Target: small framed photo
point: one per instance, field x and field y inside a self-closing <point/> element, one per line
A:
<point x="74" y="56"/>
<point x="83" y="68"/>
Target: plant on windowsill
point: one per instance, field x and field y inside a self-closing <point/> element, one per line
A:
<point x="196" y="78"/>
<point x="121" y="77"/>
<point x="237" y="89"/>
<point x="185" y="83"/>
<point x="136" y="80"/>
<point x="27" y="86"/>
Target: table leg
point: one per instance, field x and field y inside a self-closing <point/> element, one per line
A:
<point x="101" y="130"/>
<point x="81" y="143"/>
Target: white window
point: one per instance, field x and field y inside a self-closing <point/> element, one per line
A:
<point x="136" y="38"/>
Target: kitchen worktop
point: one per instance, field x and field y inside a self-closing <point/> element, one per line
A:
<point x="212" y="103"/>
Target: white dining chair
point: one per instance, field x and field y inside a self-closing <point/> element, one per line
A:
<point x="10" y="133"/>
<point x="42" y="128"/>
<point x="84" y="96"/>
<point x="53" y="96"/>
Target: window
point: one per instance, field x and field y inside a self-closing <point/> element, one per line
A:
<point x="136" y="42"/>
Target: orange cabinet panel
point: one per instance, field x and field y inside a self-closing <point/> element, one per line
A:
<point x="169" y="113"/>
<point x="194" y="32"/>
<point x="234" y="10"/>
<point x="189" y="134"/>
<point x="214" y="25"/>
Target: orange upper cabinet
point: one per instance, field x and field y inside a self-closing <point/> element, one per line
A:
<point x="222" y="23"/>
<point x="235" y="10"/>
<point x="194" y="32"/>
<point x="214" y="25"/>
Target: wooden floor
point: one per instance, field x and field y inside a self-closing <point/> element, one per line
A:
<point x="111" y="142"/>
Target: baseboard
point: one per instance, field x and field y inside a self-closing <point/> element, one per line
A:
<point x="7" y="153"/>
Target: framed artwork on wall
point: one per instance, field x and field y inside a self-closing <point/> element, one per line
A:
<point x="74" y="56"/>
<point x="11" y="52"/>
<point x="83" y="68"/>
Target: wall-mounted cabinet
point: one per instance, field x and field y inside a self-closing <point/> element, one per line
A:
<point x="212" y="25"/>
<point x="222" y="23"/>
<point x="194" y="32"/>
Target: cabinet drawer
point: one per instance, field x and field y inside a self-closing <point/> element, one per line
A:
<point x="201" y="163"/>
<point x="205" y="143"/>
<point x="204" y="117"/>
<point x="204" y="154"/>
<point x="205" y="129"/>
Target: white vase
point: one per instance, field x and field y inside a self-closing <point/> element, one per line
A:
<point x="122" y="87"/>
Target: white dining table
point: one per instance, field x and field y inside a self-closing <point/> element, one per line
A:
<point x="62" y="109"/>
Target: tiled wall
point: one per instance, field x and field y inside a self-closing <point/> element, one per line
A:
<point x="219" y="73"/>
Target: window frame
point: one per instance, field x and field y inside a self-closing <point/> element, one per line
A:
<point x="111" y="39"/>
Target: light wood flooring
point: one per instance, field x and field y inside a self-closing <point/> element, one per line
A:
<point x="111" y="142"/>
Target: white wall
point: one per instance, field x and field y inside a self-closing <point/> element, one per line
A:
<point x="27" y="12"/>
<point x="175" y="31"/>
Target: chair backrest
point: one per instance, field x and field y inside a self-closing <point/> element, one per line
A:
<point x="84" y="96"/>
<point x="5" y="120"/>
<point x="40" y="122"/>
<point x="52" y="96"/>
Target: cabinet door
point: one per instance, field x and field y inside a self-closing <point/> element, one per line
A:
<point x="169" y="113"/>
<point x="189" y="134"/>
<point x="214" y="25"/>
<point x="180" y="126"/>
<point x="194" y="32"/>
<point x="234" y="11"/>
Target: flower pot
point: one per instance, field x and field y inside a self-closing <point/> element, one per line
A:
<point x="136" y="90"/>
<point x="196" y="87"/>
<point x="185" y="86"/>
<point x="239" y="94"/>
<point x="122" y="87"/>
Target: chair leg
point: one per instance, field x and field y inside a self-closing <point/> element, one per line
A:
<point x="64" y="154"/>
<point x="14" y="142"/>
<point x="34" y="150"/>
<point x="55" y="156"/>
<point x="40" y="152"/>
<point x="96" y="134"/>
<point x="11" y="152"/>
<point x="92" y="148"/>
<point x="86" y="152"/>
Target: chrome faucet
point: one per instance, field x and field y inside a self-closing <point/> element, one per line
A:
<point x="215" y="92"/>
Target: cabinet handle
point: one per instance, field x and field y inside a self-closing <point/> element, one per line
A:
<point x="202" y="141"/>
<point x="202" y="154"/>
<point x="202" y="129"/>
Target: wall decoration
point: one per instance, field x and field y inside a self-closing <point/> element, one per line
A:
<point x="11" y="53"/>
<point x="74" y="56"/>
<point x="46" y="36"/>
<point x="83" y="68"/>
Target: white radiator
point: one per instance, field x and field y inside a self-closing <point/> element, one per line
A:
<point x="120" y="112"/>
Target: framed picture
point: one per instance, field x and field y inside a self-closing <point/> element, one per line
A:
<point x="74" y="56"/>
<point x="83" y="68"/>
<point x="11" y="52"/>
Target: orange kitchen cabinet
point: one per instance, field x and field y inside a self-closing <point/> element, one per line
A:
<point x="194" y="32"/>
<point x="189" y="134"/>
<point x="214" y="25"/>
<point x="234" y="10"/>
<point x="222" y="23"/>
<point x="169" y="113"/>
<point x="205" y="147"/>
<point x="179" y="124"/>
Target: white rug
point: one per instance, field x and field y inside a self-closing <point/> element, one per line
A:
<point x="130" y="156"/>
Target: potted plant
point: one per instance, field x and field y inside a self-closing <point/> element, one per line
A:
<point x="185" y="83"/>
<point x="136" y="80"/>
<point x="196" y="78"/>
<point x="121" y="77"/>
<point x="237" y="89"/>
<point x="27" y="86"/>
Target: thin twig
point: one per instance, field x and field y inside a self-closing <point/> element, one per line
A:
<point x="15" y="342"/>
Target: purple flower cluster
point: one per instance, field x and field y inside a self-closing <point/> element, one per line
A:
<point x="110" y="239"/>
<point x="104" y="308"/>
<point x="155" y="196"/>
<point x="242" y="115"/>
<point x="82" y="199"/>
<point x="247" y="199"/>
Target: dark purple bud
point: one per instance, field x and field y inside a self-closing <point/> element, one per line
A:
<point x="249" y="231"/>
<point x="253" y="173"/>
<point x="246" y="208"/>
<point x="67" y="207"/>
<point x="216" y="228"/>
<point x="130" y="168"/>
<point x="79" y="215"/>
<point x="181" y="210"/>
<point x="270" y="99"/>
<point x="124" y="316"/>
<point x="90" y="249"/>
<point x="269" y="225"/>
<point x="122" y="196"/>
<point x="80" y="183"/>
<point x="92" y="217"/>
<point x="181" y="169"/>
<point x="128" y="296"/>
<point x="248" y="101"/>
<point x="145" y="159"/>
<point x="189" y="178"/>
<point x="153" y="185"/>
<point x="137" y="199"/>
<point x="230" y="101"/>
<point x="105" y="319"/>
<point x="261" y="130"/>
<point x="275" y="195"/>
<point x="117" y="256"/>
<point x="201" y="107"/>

================

» Directions: Take each line in the listing that has the word "plant" and copy it.

» Output for this task:
Target: plant on windowsill
Target: potted plant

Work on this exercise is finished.